● AUFGABEN
[1] Geben Sie den Absatz des Textes, der mit „Der Nomadenjunge Döndrup Tarchin“ beginnt, als knappe Stichpunktliste wieder.
[2] Entscheiden Sie anhand des Textes, ob die folgenden Aussagen zutreffen, und belegen Sie jedes Ja oder Nein mit den ausschlaggebenden Worten des Textes in wörtlichem Zitat:
(a) Geshe Thubten Ngawang war bis zu seinem Tod geistlicher Leiter des Tibetischen Zentrums.
(b) Geshe Thubten Ngawang wuchs im Osten Tibets auf.
(c) Geshe Thubten Ngawang erhielt seine gesamte Ausbildung außerhalb Tibets.

● TEXT

Geshe Thubten Ngawang (1932-2003), der das Systematische Studium des Buddhismus konzipierte, war einer der großen tibetischen Gelehrten, die ihre Ausbildung teilweise noch im alten Tibet erhielten. Er war von 1979 bis zu seinem Tod im Januar 2003 geistlicher Leiter des Tibetischen Zentrums.
Der Nomadenjunge Döndrup Tarchin, wie Geshe Thubten Ngawang mit weltlichem Namen hieß, wuchs in der Provinz Tö im Westen Tibets in einer Nomadenfamilie auf. Seine Mutter brachte ihn im Jahre 1932 während einer Pilgerreise zum heilgen Berg Kailash zur Welt.

● GESAMMELTES MATERIAL
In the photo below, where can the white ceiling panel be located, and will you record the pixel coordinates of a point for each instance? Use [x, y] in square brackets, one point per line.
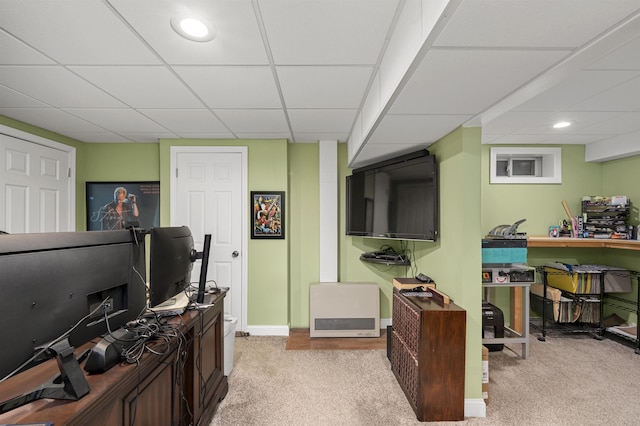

● LÖSUNGEN FOLGEN
[1]
- Weltlicher Name von Geshe Thubten Ngawang: Döndrup Tarchin
- Aufgewachsen in einer Nomadenfamilie in der Provinz Tö im Westen Tibets
- Geboren 1932 während einer Pilgerreise der Mutter zum heiligen Berg Kailash

[2]
(a) Ja: „Er war von 1979 bis zu seinem Tod im Januar 2003 geistlicher Leiter des Tibetischen Zentrums.“
(b) Nein: „in der Provinz Tö im Westen Tibets“
(c) Nein: „die ihre Ausbildung teilweise noch im alten Tibet erhielten“